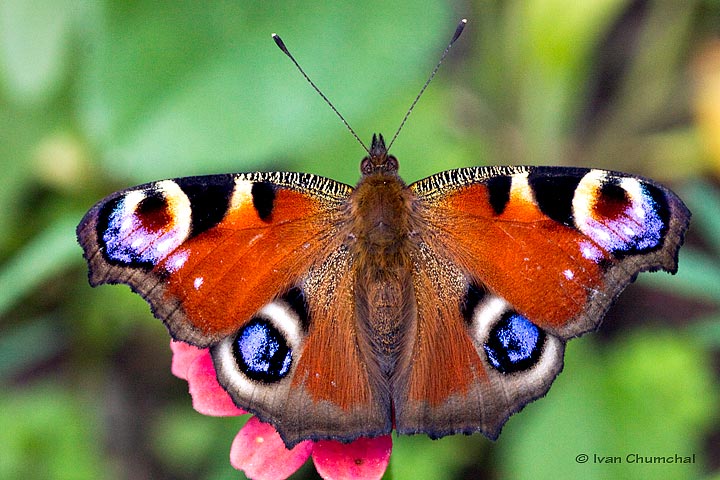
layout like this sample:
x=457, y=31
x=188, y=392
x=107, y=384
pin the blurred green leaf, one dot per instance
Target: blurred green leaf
x=158, y=82
x=14, y=342
x=34, y=42
x=653, y=394
x=48, y=433
x=46, y=255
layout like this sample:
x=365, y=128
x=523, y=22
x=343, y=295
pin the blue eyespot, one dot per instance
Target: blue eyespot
x=261, y=351
x=514, y=344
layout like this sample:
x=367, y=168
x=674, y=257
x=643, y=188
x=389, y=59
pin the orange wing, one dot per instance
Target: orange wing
x=209, y=252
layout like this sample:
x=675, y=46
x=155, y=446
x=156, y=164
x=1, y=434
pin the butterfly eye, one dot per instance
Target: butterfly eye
x=262, y=352
x=514, y=343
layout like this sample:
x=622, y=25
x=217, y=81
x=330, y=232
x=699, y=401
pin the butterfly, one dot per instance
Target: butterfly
x=333, y=312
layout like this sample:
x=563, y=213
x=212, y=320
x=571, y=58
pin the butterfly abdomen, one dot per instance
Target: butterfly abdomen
x=384, y=295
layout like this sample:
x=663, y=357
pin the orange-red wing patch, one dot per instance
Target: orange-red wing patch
x=224, y=275
x=546, y=270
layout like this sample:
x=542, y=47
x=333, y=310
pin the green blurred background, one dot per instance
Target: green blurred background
x=97, y=96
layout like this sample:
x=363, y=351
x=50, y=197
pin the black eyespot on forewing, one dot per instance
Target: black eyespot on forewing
x=209, y=199
x=554, y=193
x=150, y=213
x=262, y=352
x=499, y=189
x=473, y=297
x=263, y=194
x=514, y=344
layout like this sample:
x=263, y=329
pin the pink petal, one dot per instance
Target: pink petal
x=183, y=356
x=209, y=398
x=365, y=458
x=259, y=451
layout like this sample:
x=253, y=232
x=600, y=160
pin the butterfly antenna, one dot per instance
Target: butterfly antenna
x=281, y=45
x=458, y=31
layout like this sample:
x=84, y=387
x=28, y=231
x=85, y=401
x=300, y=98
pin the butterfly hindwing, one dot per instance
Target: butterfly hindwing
x=558, y=244
x=540, y=253
x=438, y=308
x=252, y=266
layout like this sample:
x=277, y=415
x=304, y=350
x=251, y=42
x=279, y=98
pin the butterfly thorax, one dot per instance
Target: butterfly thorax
x=380, y=219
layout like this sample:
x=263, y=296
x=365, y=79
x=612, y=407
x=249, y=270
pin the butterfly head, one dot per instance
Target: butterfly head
x=378, y=160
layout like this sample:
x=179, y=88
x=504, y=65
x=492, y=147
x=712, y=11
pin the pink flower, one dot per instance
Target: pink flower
x=258, y=449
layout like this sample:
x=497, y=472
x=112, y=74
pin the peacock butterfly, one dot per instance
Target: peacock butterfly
x=438, y=307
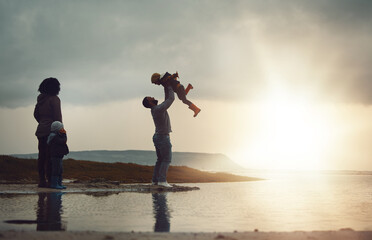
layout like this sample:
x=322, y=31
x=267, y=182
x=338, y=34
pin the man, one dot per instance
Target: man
x=161, y=137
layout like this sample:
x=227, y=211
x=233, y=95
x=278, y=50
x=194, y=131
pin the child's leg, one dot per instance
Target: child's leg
x=182, y=96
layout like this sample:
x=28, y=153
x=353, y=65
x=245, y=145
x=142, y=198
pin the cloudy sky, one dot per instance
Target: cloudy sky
x=281, y=84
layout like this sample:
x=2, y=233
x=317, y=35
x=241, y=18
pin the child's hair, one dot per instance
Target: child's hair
x=155, y=77
x=146, y=103
x=50, y=86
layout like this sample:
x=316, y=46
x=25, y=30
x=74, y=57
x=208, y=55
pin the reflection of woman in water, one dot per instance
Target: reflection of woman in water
x=47, y=110
x=161, y=212
x=49, y=212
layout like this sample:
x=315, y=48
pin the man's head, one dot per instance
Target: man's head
x=149, y=102
x=155, y=78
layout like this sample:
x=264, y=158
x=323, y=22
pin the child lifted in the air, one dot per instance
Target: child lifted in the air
x=167, y=79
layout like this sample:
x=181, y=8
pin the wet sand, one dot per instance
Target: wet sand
x=92, y=187
x=343, y=234
x=321, y=235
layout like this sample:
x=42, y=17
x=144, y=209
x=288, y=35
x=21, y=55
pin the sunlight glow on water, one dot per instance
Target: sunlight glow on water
x=284, y=203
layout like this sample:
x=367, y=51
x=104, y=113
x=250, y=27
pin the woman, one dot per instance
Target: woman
x=47, y=110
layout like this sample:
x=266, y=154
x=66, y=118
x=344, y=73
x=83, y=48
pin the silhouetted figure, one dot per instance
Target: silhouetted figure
x=161, y=212
x=47, y=110
x=166, y=79
x=49, y=212
x=161, y=137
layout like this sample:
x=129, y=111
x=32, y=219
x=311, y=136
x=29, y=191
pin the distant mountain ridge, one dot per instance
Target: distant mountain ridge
x=201, y=161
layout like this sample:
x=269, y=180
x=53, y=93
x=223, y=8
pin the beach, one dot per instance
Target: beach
x=346, y=234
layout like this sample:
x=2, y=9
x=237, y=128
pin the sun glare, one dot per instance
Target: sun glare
x=291, y=134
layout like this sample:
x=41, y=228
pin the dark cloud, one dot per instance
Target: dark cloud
x=103, y=51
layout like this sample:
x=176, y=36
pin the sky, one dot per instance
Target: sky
x=281, y=84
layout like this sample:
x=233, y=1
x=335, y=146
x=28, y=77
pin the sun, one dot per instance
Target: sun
x=292, y=133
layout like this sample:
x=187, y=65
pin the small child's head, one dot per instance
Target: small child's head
x=155, y=78
x=57, y=126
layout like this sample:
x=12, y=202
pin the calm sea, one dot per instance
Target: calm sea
x=283, y=202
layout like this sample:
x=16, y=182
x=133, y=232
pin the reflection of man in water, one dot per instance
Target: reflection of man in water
x=49, y=212
x=161, y=212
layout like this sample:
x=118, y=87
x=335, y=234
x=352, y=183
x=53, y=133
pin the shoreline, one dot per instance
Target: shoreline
x=347, y=234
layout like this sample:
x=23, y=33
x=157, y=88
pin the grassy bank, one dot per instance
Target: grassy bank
x=17, y=170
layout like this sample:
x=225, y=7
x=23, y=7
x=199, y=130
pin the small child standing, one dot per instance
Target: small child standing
x=58, y=148
x=167, y=79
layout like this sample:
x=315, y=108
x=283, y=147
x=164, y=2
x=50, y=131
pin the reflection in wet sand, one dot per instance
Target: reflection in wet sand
x=49, y=212
x=161, y=212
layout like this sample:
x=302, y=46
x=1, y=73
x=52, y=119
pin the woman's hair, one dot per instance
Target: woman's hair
x=50, y=86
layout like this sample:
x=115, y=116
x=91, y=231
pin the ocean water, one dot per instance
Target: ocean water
x=282, y=202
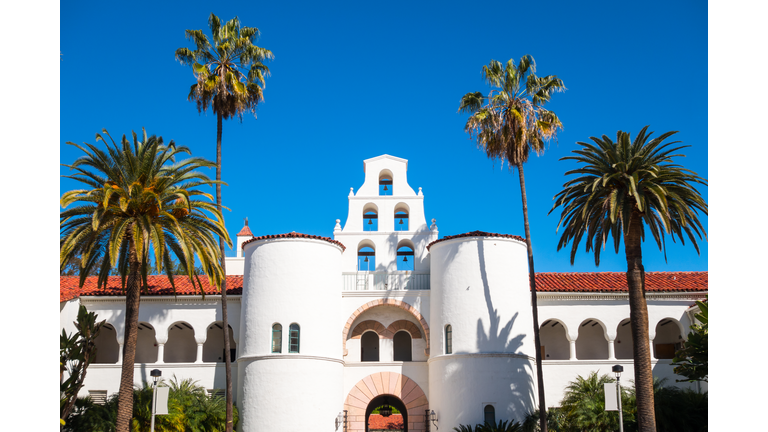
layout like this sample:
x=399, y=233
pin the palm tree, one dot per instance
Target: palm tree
x=140, y=203
x=228, y=74
x=622, y=187
x=508, y=125
x=584, y=404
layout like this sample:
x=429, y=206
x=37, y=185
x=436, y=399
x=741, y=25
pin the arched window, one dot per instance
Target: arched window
x=369, y=346
x=385, y=183
x=293, y=339
x=213, y=348
x=404, y=258
x=401, y=217
x=489, y=414
x=370, y=220
x=277, y=338
x=366, y=259
x=402, y=346
x=448, y=339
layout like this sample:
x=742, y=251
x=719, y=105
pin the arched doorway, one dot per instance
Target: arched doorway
x=386, y=413
x=392, y=388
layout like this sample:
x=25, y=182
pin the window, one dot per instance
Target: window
x=489, y=414
x=448, y=339
x=385, y=184
x=401, y=221
x=369, y=347
x=294, y=339
x=370, y=221
x=216, y=393
x=99, y=397
x=277, y=338
x=402, y=346
x=366, y=259
x=403, y=263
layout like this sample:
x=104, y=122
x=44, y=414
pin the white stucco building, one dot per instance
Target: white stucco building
x=385, y=311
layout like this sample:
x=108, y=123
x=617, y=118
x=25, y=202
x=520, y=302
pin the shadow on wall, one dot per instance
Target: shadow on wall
x=498, y=339
x=496, y=336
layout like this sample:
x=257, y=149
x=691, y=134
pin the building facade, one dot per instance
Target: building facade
x=385, y=312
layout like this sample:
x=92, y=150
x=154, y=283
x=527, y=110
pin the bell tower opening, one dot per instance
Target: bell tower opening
x=385, y=183
x=386, y=413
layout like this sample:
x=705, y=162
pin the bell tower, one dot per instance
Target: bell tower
x=386, y=230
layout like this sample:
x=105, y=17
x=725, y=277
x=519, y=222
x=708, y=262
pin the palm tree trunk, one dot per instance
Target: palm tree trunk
x=224, y=319
x=638, y=316
x=534, y=305
x=125, y=395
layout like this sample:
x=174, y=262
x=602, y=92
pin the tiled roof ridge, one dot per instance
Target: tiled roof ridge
x=477, y=233
x=294, y=234
x=159, y=285
x=245, y=231
x=657, y=281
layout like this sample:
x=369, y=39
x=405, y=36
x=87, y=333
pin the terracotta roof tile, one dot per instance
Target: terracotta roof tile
x=617, y=282
x=158, y=285
x=545, y=282
x=393, y=422
x=245, y=231
x=476, y=234
x=294, y=234
x=67, y=290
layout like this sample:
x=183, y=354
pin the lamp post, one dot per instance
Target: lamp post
x=618, y=369
x=155, y=374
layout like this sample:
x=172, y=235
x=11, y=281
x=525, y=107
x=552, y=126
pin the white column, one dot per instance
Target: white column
x=160, y=353
x=200, y=353
x=611, y=351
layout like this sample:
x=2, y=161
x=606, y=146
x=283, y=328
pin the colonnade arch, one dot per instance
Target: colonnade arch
x=370, y=391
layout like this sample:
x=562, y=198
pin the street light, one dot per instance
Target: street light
x=155, y=374
x=618, y=369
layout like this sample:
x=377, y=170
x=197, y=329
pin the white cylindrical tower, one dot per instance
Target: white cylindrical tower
x=485, y=361
x=291, y=375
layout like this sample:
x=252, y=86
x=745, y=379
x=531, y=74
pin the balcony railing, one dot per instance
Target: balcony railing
x=368, y=281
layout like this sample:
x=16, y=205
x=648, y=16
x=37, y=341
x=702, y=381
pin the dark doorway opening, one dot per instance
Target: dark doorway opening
x=376, y=419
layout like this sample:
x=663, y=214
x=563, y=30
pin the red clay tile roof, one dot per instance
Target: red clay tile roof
x=158, y=285
x=245, y=231
x=393, y=422
x=617, y=282
x=67, y=290
x=294, y=234
x=477, y=234
x=545, y=282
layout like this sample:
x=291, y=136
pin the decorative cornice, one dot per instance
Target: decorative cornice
x=179, y=300
x=289, y=357
x=385, y=293
x=553, y=296
x=383, y=364
x=481, y=355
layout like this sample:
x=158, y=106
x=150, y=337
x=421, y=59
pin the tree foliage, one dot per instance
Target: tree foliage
x=139, y=194
x=76, y=352
x=230, y=71
x=190, y=409
x=617, y=179
x=692, y=360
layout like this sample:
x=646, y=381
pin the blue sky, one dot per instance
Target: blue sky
x=354, y=80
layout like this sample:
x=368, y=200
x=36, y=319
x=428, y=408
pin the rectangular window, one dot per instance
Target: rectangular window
x=99, y=397
x=294, y=339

____

- **GIVEN EXERCISE**:
Locate each line in the rows above that contains the word "green", and copy every such line.

- **WRITTEN RESPONSE**:
pin the blurred green leaf, one dot per instance
Target: blurred green leaf
pin the green blurred background, one dot per instance
Target: green blurred background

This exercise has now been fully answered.